(Exercise description): Among the lines of data below, reproduce only those from the one with "Target: blue glazed pastry" through the one with "Spot the cupcake", exactly as they stand, both ends included.
[Start of Attachment]
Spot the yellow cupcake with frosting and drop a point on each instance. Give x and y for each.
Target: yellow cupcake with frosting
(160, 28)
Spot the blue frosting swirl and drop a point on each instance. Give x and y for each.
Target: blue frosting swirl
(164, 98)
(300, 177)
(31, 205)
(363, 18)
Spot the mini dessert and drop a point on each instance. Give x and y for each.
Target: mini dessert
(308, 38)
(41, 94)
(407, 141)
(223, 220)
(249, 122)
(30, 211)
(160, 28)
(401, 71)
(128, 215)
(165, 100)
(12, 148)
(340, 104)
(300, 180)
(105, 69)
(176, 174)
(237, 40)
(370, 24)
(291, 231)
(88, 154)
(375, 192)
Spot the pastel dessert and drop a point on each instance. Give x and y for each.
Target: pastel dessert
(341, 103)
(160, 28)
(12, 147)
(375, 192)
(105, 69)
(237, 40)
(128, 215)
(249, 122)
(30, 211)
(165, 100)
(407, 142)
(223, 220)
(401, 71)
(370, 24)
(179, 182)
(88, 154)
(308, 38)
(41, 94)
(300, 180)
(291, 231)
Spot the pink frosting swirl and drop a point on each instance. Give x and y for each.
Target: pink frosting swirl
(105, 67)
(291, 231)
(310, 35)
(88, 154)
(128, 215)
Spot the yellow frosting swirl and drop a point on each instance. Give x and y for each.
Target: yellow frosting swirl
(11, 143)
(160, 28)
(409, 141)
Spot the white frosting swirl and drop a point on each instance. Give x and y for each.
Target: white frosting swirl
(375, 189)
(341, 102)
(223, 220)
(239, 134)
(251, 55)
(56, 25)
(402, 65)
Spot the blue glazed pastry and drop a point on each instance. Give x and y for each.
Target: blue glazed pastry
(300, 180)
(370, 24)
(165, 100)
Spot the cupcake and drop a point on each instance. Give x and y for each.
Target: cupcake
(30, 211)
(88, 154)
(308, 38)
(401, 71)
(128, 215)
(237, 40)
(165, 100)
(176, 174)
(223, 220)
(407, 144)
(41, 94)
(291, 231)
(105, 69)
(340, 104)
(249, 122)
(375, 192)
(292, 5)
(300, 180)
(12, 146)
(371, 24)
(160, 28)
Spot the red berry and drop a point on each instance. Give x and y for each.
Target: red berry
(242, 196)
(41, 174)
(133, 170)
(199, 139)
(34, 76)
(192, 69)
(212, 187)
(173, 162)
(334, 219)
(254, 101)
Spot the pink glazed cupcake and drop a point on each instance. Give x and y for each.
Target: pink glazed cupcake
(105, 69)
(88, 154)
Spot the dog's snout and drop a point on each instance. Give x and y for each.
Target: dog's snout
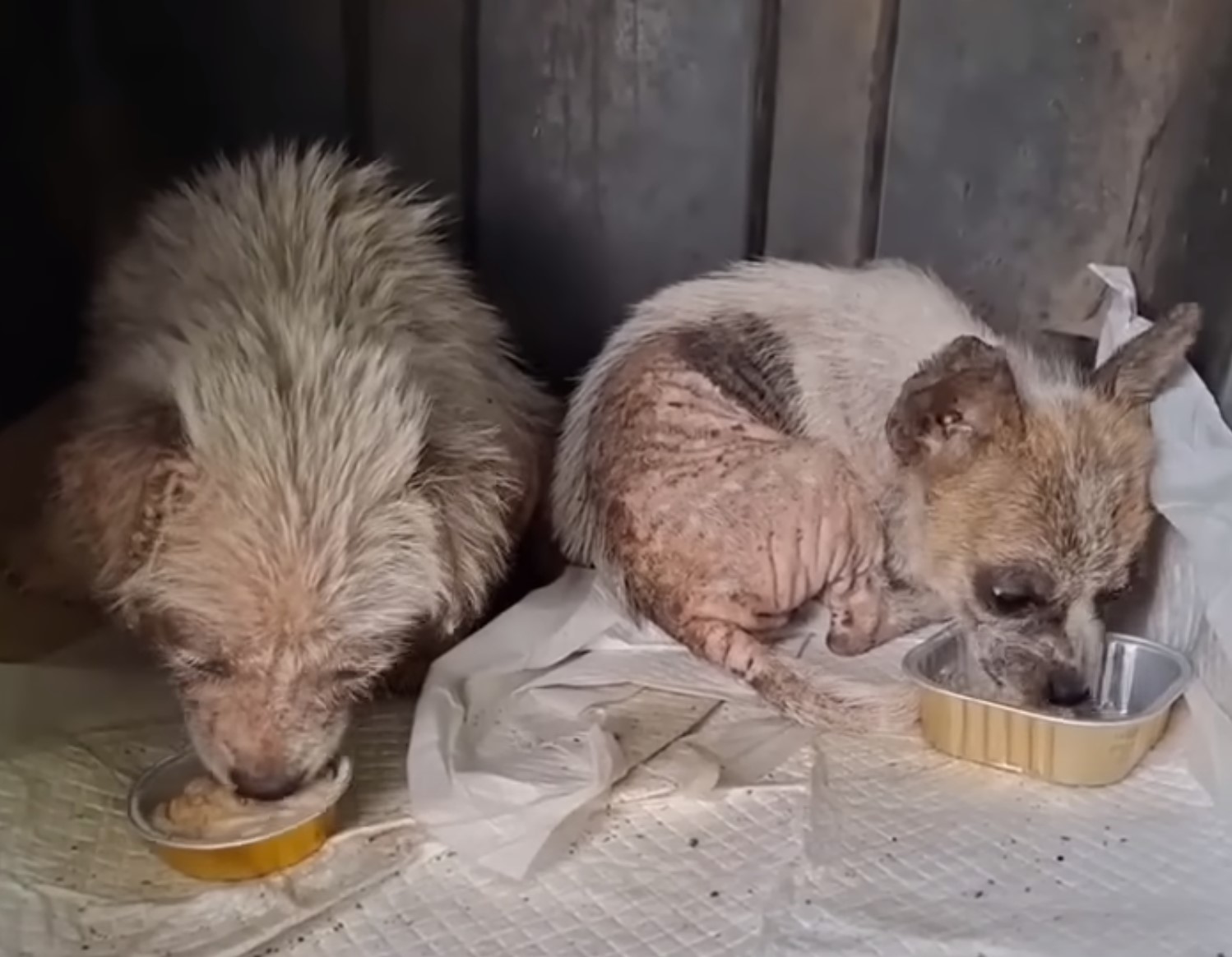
(265, 786)
(1068, 687)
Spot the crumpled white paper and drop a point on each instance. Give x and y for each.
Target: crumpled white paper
(510, 751)
(1189, 605)
(515, 737)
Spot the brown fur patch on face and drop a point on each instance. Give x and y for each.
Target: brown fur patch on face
(1029, 539)
(960, 400)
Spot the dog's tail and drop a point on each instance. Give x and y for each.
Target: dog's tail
(821, 700)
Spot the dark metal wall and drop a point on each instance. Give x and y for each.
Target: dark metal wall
(596, 150)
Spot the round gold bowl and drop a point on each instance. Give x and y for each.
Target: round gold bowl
(285, 845)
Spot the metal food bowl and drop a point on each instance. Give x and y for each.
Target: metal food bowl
(230, 860)
(1099, 746)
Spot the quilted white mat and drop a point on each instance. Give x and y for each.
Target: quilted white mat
(880, 848)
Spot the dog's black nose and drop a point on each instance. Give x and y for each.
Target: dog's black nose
(265, 786)
(1068, 689)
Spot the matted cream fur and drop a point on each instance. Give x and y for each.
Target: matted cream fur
(781, 432)
(303, 451)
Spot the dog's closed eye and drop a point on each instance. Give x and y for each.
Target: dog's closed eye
(1014, 590)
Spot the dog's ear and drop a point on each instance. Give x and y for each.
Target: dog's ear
(1141, 368)
(118, 476)
(959, 398)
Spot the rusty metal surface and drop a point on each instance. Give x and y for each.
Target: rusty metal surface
(1031, 138)
(614, 150)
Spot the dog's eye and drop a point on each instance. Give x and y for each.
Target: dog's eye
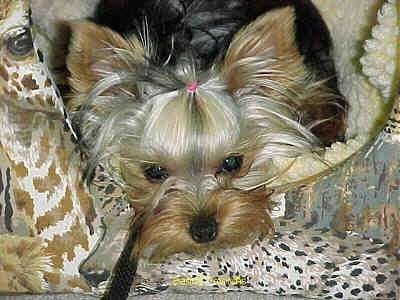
(155, 173)
(232, 163)
(20, 44)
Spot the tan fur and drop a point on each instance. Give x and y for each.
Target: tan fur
(21, 263)
(240, 216)
(250, 105)
(270, 37)
(92, 49)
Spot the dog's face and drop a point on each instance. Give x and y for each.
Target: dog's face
(195, 147)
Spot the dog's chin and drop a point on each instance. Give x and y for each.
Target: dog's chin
(241, 217)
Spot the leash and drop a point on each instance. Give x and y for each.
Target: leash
(124, 271)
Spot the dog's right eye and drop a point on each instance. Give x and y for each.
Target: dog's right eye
(155, 173)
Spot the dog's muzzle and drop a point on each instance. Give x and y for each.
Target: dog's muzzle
(203, 229)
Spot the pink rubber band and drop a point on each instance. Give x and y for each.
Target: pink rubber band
(192, 86)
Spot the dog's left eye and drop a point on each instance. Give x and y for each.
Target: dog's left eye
(155, 173)
(232, 163)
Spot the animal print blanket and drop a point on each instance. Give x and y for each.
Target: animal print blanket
(337, 231)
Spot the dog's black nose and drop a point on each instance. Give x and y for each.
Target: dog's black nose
(95, 277)
(203, 229)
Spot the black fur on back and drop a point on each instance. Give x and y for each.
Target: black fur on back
(205, 27)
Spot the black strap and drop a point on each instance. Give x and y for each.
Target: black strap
(124, 272)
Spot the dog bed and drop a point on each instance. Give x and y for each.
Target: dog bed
(337, 218)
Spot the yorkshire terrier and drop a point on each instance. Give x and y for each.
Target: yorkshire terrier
(187, 102)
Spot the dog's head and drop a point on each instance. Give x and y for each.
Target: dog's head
(194, 146)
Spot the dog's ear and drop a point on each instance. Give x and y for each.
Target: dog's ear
(264, 49)
(96, 52)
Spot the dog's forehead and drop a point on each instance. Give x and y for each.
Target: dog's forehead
(193, 131)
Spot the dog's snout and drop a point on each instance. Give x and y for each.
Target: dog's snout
(203, 230)
(95, 277)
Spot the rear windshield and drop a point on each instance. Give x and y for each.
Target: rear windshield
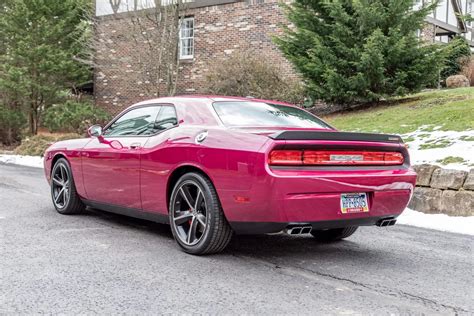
(249, 113)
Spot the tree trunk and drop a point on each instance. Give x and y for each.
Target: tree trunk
(33, 121)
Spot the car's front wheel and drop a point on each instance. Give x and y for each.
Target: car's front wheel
(63, 190)
(196, 217)
(329, 235)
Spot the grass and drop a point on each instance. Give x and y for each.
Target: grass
(447, 110)
(467, 138)
(451, 159)
(36, 145)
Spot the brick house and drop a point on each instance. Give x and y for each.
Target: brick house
(212, 30)
(220, 28)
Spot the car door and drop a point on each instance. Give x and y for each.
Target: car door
(111, 163)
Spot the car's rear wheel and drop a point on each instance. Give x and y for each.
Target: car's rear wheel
(63, 190)
(329, 235)
(196, 217)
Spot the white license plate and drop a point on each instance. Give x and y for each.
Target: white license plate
(354, 203)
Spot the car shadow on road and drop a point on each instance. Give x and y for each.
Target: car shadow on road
(130, 222)
(280, 245)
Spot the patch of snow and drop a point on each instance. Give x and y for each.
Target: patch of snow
(456, 148)
(454, 224)
(30, 161)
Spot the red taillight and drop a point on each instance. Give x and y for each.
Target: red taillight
(334, 157)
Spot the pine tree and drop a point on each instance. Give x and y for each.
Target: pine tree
(42, 41)
(353, 51)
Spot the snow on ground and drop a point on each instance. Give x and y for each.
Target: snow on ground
(30, 161)
(454, 224)
(450, 143)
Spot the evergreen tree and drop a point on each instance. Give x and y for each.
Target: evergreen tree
(351, 51)
(42, 41)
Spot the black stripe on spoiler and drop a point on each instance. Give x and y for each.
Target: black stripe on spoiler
(313, 135)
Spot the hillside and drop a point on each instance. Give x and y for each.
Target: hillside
(438, 126)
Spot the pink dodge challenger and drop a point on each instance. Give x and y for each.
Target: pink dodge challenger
(213, 166)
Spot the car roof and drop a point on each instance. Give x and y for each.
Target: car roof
(209, 98)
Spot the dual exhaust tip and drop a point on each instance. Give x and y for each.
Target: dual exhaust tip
(306, 229)
(386, 222)
(298, 229)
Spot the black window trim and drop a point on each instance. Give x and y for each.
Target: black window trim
(257, 101)
(139, 107)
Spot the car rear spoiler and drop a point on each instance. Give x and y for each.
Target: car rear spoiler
(334, 135)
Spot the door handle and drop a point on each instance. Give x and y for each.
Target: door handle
(135, 146)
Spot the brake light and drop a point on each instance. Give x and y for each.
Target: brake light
(334, 157)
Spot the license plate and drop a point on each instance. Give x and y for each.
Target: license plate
(354, 203)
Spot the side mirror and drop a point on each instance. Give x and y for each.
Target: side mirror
(95, 131)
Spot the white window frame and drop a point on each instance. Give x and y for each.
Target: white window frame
(183, 38)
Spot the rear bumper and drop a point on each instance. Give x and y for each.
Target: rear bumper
(283, 197)
(250, 228)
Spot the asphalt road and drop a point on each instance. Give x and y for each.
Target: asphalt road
(107, 264)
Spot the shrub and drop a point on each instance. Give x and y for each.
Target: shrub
(453, 53)
(11, 123)
(353, 52)
(73, 117)
(36, 145)
(467, 68)
(245, 74)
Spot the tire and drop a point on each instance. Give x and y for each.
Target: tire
(331, 235)
(68, 202)
(196, 217)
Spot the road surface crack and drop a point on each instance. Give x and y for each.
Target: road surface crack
(303, 272)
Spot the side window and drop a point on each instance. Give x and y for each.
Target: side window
(140, 121)
(167, 118)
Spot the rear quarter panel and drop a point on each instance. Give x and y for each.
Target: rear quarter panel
(229, 158)
(71, 150)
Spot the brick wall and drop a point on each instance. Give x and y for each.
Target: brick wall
(220, 31)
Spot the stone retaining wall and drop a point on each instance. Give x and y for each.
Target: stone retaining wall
(443, 191)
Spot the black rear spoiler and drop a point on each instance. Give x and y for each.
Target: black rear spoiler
(333, 135)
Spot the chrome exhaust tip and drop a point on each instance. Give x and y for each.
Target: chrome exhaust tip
(386, 222)
(298, 230)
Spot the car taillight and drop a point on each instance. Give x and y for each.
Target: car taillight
(334, 157)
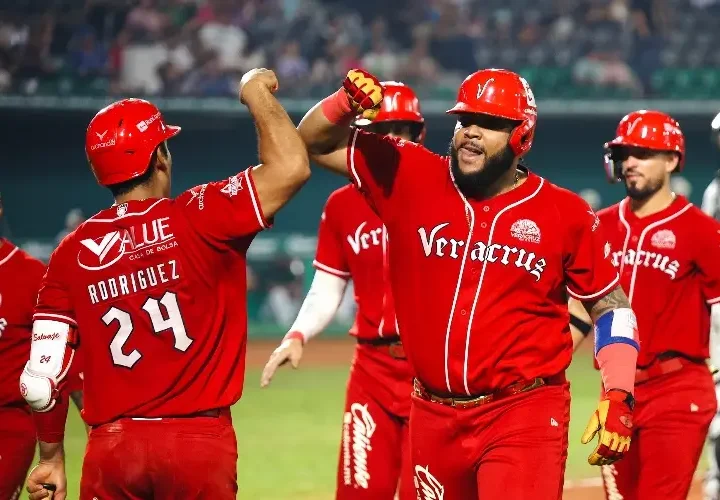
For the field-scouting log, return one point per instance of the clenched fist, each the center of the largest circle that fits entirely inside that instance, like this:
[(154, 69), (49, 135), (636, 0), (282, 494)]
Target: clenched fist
[(291, 350), (258, 78), (364, 91), (612, 421)]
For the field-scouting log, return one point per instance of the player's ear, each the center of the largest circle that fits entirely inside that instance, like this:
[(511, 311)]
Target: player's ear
[(671, 163)]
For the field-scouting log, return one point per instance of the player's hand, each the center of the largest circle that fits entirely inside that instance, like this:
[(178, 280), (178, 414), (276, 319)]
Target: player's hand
[(289, 350), (257, 79), (364, 91), (52, 472), (612, 421)]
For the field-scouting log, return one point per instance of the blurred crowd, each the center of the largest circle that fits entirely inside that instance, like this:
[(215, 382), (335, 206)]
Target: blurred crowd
[(202, 47)]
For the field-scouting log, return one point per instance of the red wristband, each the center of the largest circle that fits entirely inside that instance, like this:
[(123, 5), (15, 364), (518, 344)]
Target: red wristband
[(295, 335), (337, 109)]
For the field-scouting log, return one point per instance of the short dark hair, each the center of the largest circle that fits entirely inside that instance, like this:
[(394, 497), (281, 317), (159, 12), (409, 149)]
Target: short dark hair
[(127, 186)]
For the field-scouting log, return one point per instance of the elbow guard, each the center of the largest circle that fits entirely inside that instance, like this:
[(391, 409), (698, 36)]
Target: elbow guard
[(50, 358), (616, 326)]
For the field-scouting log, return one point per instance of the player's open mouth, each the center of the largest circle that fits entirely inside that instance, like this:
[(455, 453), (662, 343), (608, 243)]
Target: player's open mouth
[(470, 152)]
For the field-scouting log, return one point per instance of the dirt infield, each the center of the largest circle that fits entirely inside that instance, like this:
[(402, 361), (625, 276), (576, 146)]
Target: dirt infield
[(338, 352)]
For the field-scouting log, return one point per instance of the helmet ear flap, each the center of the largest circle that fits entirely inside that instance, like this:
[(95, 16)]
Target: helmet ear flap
[(613, 169), (521, 137)]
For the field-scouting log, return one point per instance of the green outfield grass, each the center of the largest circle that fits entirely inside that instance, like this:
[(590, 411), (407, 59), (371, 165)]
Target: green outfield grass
[(288, 434)]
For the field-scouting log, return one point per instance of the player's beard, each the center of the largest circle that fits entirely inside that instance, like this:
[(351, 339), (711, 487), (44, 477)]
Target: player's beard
[(476, 184), (651, 187)]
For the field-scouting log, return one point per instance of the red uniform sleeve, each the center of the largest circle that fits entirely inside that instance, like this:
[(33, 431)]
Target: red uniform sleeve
[(53, 302), (224, 211), (374, 162), (50, 425), (330, 256), (589, 273), (707, 258)]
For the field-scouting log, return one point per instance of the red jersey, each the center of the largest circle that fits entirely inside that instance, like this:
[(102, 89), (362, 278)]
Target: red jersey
[End of Attachment]
(Task output):
Target: blue glazed pastry
(300, 180)
(370, 24)
(165, 100)
Spot the cupcake and drop a point on each instance. Give x and y for each.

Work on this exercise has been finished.